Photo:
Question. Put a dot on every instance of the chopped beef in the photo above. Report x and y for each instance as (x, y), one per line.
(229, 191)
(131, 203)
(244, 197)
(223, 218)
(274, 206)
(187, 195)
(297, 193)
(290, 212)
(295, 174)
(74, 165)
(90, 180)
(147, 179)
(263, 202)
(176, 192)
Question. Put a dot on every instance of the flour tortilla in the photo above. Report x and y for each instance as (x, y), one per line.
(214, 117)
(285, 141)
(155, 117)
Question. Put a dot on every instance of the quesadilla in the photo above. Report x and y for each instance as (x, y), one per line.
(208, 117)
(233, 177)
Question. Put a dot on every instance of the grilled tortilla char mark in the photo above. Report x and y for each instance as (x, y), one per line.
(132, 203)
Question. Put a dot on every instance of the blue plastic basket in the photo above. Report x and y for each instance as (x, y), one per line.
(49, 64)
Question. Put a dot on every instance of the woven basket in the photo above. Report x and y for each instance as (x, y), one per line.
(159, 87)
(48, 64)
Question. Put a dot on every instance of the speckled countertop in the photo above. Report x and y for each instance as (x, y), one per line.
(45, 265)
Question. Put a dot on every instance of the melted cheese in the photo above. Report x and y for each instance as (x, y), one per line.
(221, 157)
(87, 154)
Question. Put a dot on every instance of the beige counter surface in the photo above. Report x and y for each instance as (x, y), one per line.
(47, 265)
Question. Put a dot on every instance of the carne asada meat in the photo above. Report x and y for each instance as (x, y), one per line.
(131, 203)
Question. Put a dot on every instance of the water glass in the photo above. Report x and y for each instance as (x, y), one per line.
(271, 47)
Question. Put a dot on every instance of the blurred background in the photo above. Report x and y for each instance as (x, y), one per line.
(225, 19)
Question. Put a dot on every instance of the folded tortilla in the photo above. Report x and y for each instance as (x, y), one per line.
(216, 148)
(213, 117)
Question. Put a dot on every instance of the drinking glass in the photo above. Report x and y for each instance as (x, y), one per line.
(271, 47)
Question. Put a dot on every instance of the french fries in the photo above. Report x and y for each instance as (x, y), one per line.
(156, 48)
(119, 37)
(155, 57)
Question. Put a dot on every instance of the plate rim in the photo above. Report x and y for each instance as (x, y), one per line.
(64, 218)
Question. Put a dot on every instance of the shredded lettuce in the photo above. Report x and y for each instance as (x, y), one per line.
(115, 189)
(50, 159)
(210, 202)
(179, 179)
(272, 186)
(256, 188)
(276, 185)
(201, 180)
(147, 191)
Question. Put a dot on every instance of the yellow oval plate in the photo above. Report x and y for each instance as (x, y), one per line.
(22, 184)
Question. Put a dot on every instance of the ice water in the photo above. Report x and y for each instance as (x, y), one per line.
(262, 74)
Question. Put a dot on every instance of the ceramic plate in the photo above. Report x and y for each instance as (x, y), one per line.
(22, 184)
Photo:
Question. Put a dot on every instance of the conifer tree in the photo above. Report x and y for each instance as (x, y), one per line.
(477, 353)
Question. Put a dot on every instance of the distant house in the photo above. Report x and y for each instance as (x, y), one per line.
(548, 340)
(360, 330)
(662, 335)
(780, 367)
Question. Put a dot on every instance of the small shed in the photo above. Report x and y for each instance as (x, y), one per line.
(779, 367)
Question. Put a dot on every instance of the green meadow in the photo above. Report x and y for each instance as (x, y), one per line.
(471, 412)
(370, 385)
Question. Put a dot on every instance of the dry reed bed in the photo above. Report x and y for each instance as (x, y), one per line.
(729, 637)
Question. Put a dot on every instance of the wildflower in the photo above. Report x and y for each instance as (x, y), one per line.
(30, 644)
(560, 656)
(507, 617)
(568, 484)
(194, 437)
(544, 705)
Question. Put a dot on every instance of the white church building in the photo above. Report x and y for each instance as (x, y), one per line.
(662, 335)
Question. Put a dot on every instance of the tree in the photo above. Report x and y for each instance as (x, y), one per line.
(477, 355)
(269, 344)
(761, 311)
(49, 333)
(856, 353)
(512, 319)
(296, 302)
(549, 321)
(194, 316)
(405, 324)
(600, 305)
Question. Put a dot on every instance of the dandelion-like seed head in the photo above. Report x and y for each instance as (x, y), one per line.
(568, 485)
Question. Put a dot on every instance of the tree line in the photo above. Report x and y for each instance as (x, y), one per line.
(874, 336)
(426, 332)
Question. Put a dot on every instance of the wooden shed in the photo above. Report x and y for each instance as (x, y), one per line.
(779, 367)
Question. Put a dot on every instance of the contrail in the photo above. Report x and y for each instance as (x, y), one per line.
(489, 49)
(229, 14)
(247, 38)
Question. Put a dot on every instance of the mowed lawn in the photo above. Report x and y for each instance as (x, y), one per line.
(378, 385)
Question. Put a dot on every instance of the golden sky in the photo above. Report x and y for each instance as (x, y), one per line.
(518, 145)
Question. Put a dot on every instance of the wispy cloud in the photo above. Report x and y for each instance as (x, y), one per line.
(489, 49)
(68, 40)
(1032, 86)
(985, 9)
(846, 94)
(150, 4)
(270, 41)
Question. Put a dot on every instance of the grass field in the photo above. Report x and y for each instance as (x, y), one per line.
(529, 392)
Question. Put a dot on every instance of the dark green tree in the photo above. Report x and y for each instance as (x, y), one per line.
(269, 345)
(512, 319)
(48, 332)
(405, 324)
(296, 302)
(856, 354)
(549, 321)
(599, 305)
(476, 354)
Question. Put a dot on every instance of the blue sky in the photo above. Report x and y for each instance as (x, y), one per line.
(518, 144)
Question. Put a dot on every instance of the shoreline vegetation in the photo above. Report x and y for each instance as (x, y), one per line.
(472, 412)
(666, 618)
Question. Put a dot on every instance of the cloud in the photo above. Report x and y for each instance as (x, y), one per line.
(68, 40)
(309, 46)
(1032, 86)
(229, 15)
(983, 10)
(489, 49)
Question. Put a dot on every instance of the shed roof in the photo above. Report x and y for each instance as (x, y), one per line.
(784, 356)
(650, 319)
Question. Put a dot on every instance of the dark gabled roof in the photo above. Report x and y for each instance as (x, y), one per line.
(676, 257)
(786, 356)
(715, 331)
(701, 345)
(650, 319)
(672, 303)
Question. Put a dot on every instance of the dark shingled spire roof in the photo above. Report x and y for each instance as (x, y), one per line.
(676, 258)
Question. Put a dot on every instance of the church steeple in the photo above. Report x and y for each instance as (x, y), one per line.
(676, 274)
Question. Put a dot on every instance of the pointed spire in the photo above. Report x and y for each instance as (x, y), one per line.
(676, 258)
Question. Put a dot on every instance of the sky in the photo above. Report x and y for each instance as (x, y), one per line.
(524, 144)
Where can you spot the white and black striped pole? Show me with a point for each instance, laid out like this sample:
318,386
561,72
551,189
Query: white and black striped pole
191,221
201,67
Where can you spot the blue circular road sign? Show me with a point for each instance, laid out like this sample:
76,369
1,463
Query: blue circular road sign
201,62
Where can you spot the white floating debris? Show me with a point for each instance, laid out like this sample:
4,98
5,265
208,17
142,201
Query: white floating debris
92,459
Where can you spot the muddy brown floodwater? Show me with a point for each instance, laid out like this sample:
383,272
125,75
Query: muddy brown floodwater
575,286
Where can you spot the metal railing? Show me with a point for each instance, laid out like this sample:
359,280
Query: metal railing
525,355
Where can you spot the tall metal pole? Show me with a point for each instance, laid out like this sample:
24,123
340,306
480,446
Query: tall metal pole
--------------------
» **WHAT THE TASK ASKS**:
From the first line to the last, reproduce the data above exactly.

» **SOLUTION TO THIS EXERCISE**:
Photo:
Question. Put a dot on every instance of the chopped beef in the photo above. Report x and y for each instance as (x, y), one per line.
(229, 191)
(131, 203)
(244, 197)
(223, 218)
(274, 206)
(187, 195)
(297, 193)
(290, 212)
(295, 174)
(74, 165)
(90, 180)
(147, 179)
(263, 202)
(176, 192)
Question. Put a dot on every instance of the flour tortilla in the photo above. Report x and y for each instance as (x, y), one per line.
(214, 117)
(285, 141)
(155, 117)
Question. Put a dot on every instance of the quesadilla in the photo above. Report x and y for each instance as (x, y), one per line.
(208, 117)
(233, 177)
Question. Put a dot on every instance of the grilled tortilla char mark in the photo above. Report x and y for each instance as (x, y), one per line.
(132, 203)
Question. Put a dot on every instance of the blue plastic basket in the photo above. Report x and y for each instance as (x, y), one per line.
(49, 64)
Question. Put a dot on every instance of the woven basket in the photo above. Report x and y for each instance as (x, y), one per line.
(159, 87)
(48, 64)
Question. Put a dot on every instance of the speckled countertop in the photo above. Report x and y for each instance as (x, y), one per line.
(45, 265)
Question. Put a dot on every instance of the melted cheese in the photo above. Report x and y for each instance as (x, y), one per line.
(221, 157)
(87, 154)
Question. Put a dot on every instance of the beige counter surface in the photo above. Report x and y for each instance as (x, y), one per line.
(47, 265)
Question. Put a dot on every instance of the carne asada meat in the photo above. Report x and y for each instance as (x, y), one per line.
(131, 203)
Question. Put a dot on every instance of the water glass in the photo above. Report x and y for each instance as (x, y), one per line.
(271, 47)
Question. Put a dot on every instance of the blurred background in the photo above. Report x and y for each instance as (x, y), one per line.
(225, 19)
Question. Put a dot on every instance of the folded tortilla in the photo above. Report x and y for each instance as (x, y), one per line.
(216, 148)
(213, 117)
Question. Put a dot on every instance of the drinking glass in the photo above. Report x and y for each instance as (x, y), one per line.
(271, 47)
Question. Put a dot on every instance of the french fries in the photo above. Report x and y for each instance as (x, y), one per line.
(156, 48)
(119, 37)
(155, 57)
Question. Put a dot on every instance of the plate rim in the photo above. Report x and y for each instance as (x, y), one per line.
(64, 218)
Question. Put a dot on every instance of the shredded lettuce in the photo above. Report x and y for each instance as (x, y), one per line.
(115, 189)
(50, 159)
(210, 202)
(179, 179)
(272, 186)
(256, 188)
(276, 185)
(201, 180)
(147, 191)
Question. Put a dot on every instance of the yellow oval plate in the photo above. Report x and y for each instance as (x, y), one per line.
(22, 184)
Question. Put a dot on every instance of the ice water in the photo above. Report x and y for each instance as (x, y), one per line.
(262, 74)
Question. Put a dot on every instance of the ceramic plate in the photo above. Report x and y for each instance as (x, y), one per line.
(22, 184)
Photo:
Question. Put a dot on every instance of the conifer tree in the photo above. Report x and y for each instance as (x, y), one per line.
(477, 353)
Question. Put a dot on every instance of the distant house in the photo above. Report x and y for each instance as (x, y), one per line.
(548, 340)
(360, 330)
(662, 335)
(780, 367)
Question. Put a dot on every instance of the small shed in the photo above. Report x and y for each instance as (x, y), one per line.
(779, 367)
Question. Put a dot on every instance of the green meadow in the photo above. Report x and y for each instance as (x, y), one per line.
(471, 412)
(370, 385)
Question. Put a dot on every instance of the dry reed bed in the photo above. Report x and y for each instance as (x, y), one per line.
(729, 637)
Question. Put a dot on every instance of the wildflower in the photo above. Report x and y for each instance as (x, y), one per line.
(30, 644)
(560, 656)
(507, 617)
(568, 484)
(194, 437)
(544, 705)
Question. Put a dot on every instance of the white church building in the photo above. Report x and y for each instance as (x, y), one per line.
(662, 335)
Question. Put a dot on every instance of the tree in the photo above. Report x and y for each instance as (x, y), one per line.
(477, 355)
(269, 344)
(761, 311)
(49, 333)
(856, 353)
(512, 319)
(296, 302)
(549, 321)
(194, 316)
(405, 324)
(600, 305)
Question. Put a dot on every instance of the dandelion-like seed head in the photo above. Report x and y for each instance as (x, y), one per line.
(568, 485)
Question. Put a dot on every instance of the tree line in the photo above. Report x and y for each instance as (x, y), one per line.
(874, 336)
(426, 332)
Question. Put a dot on every instance of the wooden shed in the photo above. Report x and y for each instance as (x, y), one per line.
(779, 367)
Question. Put a dot on every instance of the contrail in the photo above. Report x and y for each instance as (x, y), one per line.
(489, 49)
(229, 14)
(247, 38)
Question. Put a dot on every instance of the mowed lawn in the photo above. Report x and y for each instance as (x, y), one per line.
(378, 385)
Question. Put a dot on every instance of the golden sky in the photo above. Report x and y for each instance as (x, y), one per line.
(518, 145)
Question. Put a dot on every instance of the wispy cloud in the photo above. Report x and y for each instance as (x, y), one per line.
(489, 49)
(68, 40)
(1032, 86)
(985, 9)
(846, 94)
(150, 4)
(270, 41)
Question. Put a dot on every instance of the grass field in the photo above. Report x and y for each instance as (x, y), one per line.
(529, 392)
Question. Put a dot on every instance of the dark green tree in the photo above. Report x and y for each instance as (x, y), one per line.
(269, 345)
(512, 319)
(48, 332)
(405, 324)
(296, 302)
(856, 354)
(549, 321)
(599, 305)
(476, 354)
Question. Put a dot on every instance of the blue sky in the photo above. Report x and y for each instance as (x, y), one per line.
(518, 144)
Question. Put a dot on every instance of the shoreline vegetation in the photo above. Report x and y for each instance as (x, y), one per line.
(472, 412)
(666, 618)
Question. Put a dot on every instance of the cloud in the photo above. Report x and y for each instance as (x, y), one per line.
(68, 40)
(309, 46)
(1032, 86)
(229, 15)
(983, 10)
(489, 49)
Question. Put a dot on every instance of the shed roof in the photo above. Report x and y for each instance as (x, y), one per line.
(784, 356)
(650, 319)
Question. Put a dot on every instance of the dark gabled roof in the photo above. Report x and y for each instance as (x, y), one per line.
(676, 257)
(786, 356)
(715, 331)
(701, 345)
(650, 319)
(672, 303)
Question. Put a dot on every instance of the dark shingled spire roof in the photo above. Report x and y for each instance as (x, y), one per line.
(676, 258)
Question. Put a dot on every instance of the church steeple in the photo above. Report x and y for each instance as (x, y), one per line.
(676, 274)
Question. Put a dot on every instance of the pointed spire in the photo above. Report x and y for each instance as (x, y), one per line.
(676, 258)
Question. Put a dot on every instance of the sky in the photo above. Report x and y for each instance as (x, y), one per line.
(524, 144)
Where can you spot the white and black striped pole? Show me with a point for each instance, laid out like this sample:
318,386
561,72
551,189
Query: white and black striped pole
191,221
201,67
Where can you spot the blue circular road sign? Show me with a point for each instance, laid out like this sample:
76,369
1,463
Query: blue circular road sign
201,62
Where can you spot the white floating debris? Show me with a point for each instance, laid out like this sample:
4,98
5,265
208,17
142,201
Query: white floating debris
92,459
Where can you spot the muddy brown floodwater? Show me with a point for each instance, laid out like this sample:
383,272
125,75
Query: muddy brown floodwater
575,286
Where can you spot the metal railing? Show me with a point for each instance, laid out like this sample:
359,280
Query: metal railing
525,355
Where can you spot the tall metal pole? Show me with a point for each instance, laid out like this sample:
24,123
340,306
480,446
Query: tall metal pole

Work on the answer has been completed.